[Object point labels]
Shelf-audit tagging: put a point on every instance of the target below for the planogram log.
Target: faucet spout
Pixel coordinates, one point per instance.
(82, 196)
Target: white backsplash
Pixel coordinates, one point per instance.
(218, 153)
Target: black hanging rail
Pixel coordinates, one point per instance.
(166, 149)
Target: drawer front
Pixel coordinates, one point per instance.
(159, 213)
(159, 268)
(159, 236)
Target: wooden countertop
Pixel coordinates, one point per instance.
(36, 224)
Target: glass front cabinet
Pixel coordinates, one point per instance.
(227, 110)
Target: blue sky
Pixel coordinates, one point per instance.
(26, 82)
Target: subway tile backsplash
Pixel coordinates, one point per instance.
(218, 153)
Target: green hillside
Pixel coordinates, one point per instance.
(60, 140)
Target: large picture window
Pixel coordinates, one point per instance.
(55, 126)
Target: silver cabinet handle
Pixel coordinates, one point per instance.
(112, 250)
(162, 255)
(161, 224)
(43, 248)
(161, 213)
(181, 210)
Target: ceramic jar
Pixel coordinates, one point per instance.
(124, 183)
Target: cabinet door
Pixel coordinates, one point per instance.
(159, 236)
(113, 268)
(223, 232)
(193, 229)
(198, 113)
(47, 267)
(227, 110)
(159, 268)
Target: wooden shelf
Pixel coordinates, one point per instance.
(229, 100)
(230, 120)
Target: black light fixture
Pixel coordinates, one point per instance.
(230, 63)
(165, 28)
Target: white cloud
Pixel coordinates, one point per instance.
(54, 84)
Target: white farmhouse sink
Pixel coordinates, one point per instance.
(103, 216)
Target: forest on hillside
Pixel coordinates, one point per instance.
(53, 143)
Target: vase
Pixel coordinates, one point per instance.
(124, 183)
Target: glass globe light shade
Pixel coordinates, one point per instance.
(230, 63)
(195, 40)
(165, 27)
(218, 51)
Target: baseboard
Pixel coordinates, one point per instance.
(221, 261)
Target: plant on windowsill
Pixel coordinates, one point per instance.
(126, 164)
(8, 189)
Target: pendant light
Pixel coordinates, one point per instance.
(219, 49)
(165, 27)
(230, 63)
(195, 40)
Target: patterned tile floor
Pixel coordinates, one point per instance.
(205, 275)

Task to complete:
Copy every one of these records word for word, with nothing changed.

Exercise result:
Shelf-audit tagging: put a point on every instance of the target below for the planogram log.
Target: faucet spout
Pixel coordinates, one point per instance.
(82, 196)
Target: white backsplash
Pixel coordinates, one point per instance.
(218, 153)
Target: black hanging rail
Pixel coordinates, one point per instance.
(166, 149)
Target: drawer front
Pixel coordinates, one point per instance.
(159, 213)
(159, 268)
(159, 236)
Target: wooden countertop
Pixel coordinates, one point per instance.
(36, 224)
Target: glass front cabinet
Pixel coordinates, one point per instance.
(227, 110)
Target: blue sky
Pixel coordinates, one point per instance.
(26, 82)
Target: subway tile backsplash
Pixel coordinates, one point per instance.
(218, 153)
Target: green hillside
Pixel coordinates, one point per instance.
(60, 140)
Target: large picture window
Pixel coordinates, one point per instance.
(55, 126)
Target: silver cabinet handle
Pixel coordinates, one point per instance.
(112, 250)
(162, 255)
(161, 224)
(43, 248)
(161, 213)
(181, 210)
Target: ceramic jar
Pixel coordinates, one point per instance.
(124, 183)
Target: cabinet door
Pixel coordinates, one point per instance.
(159, 236)
(113, 268)
(223, 232)
(193, 229)
(198, 113)
(47, 267)
(227, 110)
(159, 268)
Target: wooden shelf
Pixel coordinates, one point per instance.
(229, 100)
(230, 120)
Target: black light fixture
Pixel coordinates, one point per instance.
(230, 63)
(165, 28)
Target: white cloud
Pixel coordinates, one point per instance.
(54, 84)
Target: white farmhouse sink
Pixel coordinates, one point per instance.
(103, 216)
Target: forest on hillside
Pixel coordinates, one point per instance.
(53, 143)
Target: vase
Pixel coordinates, one point per instance.
(124, 183)
Target: glass globe light shade
Pixel coordinates, one point per instance.
(230, 63)
(195, 40)
(165, 27)
(218, 51)
Target: baseboard
Pixel coordinates, one point per instance.
(221, 261)
Target: plant on windowsill
Pixel coordinates, one point per instance.
(126, 164)
(8, 189)
Target: pendant light
Pixel coordinates, one point per instance.
(219, 49)
(165, 27)
(230, 63)
(195, 40)
Target: patterned tile floor
Pixel coordinates, one point per instance.
(205, 275)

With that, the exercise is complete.